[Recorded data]
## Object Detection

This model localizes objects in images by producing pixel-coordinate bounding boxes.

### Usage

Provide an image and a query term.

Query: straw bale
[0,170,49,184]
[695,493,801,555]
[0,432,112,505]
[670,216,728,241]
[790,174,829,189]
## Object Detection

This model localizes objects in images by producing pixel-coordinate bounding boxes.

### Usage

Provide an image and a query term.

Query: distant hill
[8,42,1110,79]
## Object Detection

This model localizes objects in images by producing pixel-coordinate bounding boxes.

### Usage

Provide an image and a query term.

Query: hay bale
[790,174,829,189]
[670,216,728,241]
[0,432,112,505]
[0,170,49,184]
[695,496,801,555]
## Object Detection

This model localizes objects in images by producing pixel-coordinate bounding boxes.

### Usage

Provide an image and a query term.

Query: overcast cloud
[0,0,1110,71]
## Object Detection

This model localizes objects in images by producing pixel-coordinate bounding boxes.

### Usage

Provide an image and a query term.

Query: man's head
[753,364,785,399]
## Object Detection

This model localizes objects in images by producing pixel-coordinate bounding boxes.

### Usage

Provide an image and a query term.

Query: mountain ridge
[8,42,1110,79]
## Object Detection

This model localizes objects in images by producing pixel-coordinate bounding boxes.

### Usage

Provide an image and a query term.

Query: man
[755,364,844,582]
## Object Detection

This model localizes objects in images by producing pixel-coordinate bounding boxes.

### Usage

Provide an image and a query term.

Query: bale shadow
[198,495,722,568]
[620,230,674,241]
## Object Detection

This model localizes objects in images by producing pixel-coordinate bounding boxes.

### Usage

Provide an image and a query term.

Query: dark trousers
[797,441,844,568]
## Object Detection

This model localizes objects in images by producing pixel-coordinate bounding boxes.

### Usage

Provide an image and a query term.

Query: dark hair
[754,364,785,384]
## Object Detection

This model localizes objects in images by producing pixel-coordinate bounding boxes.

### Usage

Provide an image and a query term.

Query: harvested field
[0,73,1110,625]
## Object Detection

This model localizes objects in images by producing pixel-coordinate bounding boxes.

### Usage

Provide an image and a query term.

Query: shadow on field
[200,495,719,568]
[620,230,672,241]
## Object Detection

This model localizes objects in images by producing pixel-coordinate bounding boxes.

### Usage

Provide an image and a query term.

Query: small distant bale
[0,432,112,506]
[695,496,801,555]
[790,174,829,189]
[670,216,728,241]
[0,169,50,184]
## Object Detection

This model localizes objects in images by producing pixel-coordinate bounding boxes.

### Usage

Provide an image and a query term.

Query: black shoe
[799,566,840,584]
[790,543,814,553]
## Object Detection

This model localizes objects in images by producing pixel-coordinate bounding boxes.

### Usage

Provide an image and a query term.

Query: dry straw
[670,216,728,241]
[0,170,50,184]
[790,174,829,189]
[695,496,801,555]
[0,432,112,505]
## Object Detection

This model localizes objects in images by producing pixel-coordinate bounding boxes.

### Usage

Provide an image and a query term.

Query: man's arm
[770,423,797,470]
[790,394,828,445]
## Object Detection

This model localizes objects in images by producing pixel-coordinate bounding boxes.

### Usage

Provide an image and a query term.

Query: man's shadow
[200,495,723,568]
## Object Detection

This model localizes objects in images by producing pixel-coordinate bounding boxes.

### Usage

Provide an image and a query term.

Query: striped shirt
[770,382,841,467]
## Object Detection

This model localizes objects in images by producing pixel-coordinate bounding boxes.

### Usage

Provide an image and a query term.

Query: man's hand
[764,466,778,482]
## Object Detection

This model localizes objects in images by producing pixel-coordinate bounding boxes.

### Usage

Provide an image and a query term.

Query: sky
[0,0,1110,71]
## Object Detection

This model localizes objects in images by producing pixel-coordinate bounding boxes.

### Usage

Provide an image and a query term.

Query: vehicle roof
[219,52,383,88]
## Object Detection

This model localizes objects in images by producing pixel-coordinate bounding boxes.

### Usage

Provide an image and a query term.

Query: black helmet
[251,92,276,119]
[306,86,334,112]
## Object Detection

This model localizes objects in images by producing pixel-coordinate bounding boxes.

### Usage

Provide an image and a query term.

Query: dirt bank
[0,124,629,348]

> STATED GOAL
Write out every line from the records above, word for word.

> ANSWER IN FULL
## Object Detection

This model localizes objects in images by producing pixel-coordinate bounding boxes.

### Usage

Provide an image and a query term.

Query: straw bale
[0,170,49,184]
[695,493,801,555]
[0,432,112,505]
[670,216,728,241]
[790,174,829,189]
## Object Detection

This model localizes objects in images by producing pixel-coordinate bounding boxes.

### Usage

Provide an image and a query term.

Query: distant hill
[8,42,1110,79]
## Object Detection

This model localizes objects in images by producing pixel-coordinate bounding boxes.

### Usage

Provide an image and a query term.

Query: hay bale
[790,174,829,189]
[670,216,728,241]
[0,432,112,505]
[0,170,49,184]
[695,496,801,555]
## Object Detection

This model localizes objects in images by producing pixel-coordinate bounding boxes.

### Usage

Provide an image and a query term.

Query: overcast cloud
[0,0,1110,71]
## Object Detection

This model localizes objects in images by producing pixel-coordinate bounding boxes.

### Usage

Provide an image and a query term.

Query: man's head
[753,364,785,399]
## Object Detection

This model localizes objects in images by producing pixel-coordinate bounding boxes.

### Usage

Provide an image and a query term.

Query: mountain ridge
[8,42,1110,79]
## Object Detection

This model localizes objects in images by producing pixel-coordinate bounding boxes.

### Usage

Provide an image and a query term.

Query: man
[755,364,844,582]
## Object Detection

This model localizes objects in images by producing pixel-coordinate bounding boxes.

### Usage

Provide an image and a query term.

Query: bale shadow
[198,495,722,568]
[620,230,674,241]
## Object Detection

This model localizes objects in images by producing pixel-coordinate bounding boxes.

### Usage

Provide an image and a query term.

Query: dark trousers
[797,441,844,568]
## Object Detection

This model localizes objects in images by producing pixel-coordinate bounding boxes.

### Usage

Provide an image and a query term.

Query: dark hair
[754,364,785,384]
## Object Detection

This model localizes objects in images by producing pixel-coordinate bounding boxes.

### Usage

Provide an image and a query term.

Query: harvested field
[0,73,1110,625]
## Object Detection

This model localizes objects in images by producing pixel-coordinate bounding boxes.

### Usage

Provide an image and a query term.

Query: shadow on field
[200,495,719,568]
[620,230,672,241]
## Object Detection

This model localizes objects in images by producing pixel-coordinate bounding boxes.

### Usage

Provide an image and a query term.

Query: small distant bale
[0,432,112,506]
[695,496,801,555]
[790,174,829,189]
[670,216,728,241]
[0,169,50,184]
## Object Detection

This model localizes objects in images by producing pixel-coordinate bounding boxes.

### Usage

Provide an image and a query term.

Query: black shoe
[799,566,840,584]
[790,543,814,553]
## Object Detection

This model localizes objects in images by producing pixel-coordinate bounding boxes.

### Usage

Provide an image and a query term.

Query: dry straw
[670,216,728,241]
[0,170,50,184]
[790,174,829,189]
[695,496,801,555]
[0,432,112,505]
## Object Detection

This model localizes objects in images by producing pixel-coordinate bounding boxes.

### Usage

Provide an image and a query term.

Query: man's arm
[770,423,797,470]
[790,394,828,445]
## Object Detection

This model localizes objects in images by producing pixel-coordinate bounding boxes.

### Usage

Provide an image and a query term.

Query: man's shadow
[200,495,723,568]
## Object Detection

This model localizes objects in images by producing pixel-coordinate bounding boxes.

### Usage

Provide an image and a query term.

Query: striped shirt
[770,382,841,467]
## Object Detection

This model localizes objects in images by producing pixel-coordinate bounding boxes.

### Usage

Provide an image and a query term.

Query: man's hand
[764,466,778,482]
## Object Detection

This model localizes objects in images by producing pixel-coordinate bounding boxes.

### Usage

Provide an image and a query term.

Query: sky
[0,0,1110,71]
## Object Detection

This model localizes objects in images by producing pixel-coordinate bounding boxes.

### Usage

Provide an image and a query term.

Query: vehicle roof
[219,52,383,88]
## Object Detection

This model localizes objects in images by producing pixel-coordinate bounding boxes.

### Usage

Provide an image and a query term.

Query: black helmet
[251,92,276,119]
[306,86,334,112]
## Object Detection

This model localizes objects in images by producing pixel-coordinate bounding boxes.

### Usage

Provide an image and a query term.

Query: dirt bank
[0,124,629,348]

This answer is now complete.